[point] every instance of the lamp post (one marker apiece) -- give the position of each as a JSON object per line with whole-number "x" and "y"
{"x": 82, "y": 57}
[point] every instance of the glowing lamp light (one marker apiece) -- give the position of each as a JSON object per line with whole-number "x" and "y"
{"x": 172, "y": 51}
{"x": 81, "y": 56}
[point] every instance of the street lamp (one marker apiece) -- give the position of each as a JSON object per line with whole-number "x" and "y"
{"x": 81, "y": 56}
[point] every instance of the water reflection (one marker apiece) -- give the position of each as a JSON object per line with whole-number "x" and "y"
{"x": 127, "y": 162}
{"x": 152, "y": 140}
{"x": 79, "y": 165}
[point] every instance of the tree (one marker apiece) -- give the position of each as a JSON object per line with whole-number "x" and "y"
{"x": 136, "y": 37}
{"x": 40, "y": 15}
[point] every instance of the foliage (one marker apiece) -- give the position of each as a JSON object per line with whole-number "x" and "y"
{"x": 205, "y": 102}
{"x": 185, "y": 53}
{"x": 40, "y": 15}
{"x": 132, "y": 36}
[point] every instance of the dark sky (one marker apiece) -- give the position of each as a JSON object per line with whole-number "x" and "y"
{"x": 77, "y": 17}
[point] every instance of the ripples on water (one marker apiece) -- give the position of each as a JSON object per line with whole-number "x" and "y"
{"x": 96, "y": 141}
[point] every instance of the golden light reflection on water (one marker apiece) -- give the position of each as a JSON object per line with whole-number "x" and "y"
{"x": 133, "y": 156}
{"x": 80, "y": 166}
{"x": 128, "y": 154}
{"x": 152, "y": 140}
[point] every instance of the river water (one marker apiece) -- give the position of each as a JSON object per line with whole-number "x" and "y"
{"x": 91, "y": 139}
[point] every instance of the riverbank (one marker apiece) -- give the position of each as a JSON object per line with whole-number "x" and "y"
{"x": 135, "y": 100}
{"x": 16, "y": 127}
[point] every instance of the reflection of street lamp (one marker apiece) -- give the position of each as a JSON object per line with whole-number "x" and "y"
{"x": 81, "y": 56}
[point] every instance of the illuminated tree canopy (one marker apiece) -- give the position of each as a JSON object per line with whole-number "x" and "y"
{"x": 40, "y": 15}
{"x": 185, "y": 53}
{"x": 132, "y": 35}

┄┄┄┄┄┄┄┄┄┄

- _TASK GOAL_
Rescale the listing from the line containing "[point] every instance of the ripples" through the end of the listing, repeating every line with the requests included. Multiply each x and y coordinate in the answers by 1.6 and round to whole numbers, with halves rounded up.

- _EXPECTED ANSWER_
[point] every instance of the ripples on water (one marker apiece) -- give the position of each as a JSON object per line with whole-number "x" and "y"
{"x": 154, "y": 226}
[point] every instance of the golden light reflection on water (one marker apiece) -- give the position of each as a JSON object per line with whole-number "x" and "y"
{"x": 213, "y": 250}
{"x": 128, "y": 266}
{"x": 205, "y": 246}
{"x": 243, "y": 224}
[point] every instance of the river water (one marker apiece) -- give the position of each as a JSON object per line with whole-number "x" and "y"
{"x": 146, "y": 222}
[point] every instance of the riverbank (one marker apiece) -- give the position of each as a JSON object per line with whole-number "x" and "y"
{"x": 216, "y": 160}
{"x": 26, "y": 203}
[point] every instance of the reflection of street lamp (one marker apiece) -- give the position of each as a JSON object per line with whole-number "x" and "y"
{"x": 130, "y": 90}
[point] every instance of the illuminated tree canopy (one marker apiece) -- give the position of each as a JSON object per line with whole-number "x" and "y"
{"x": 64, "y": 24}
{"x": 296, "y": 85}
{"x": 211, "y": 56}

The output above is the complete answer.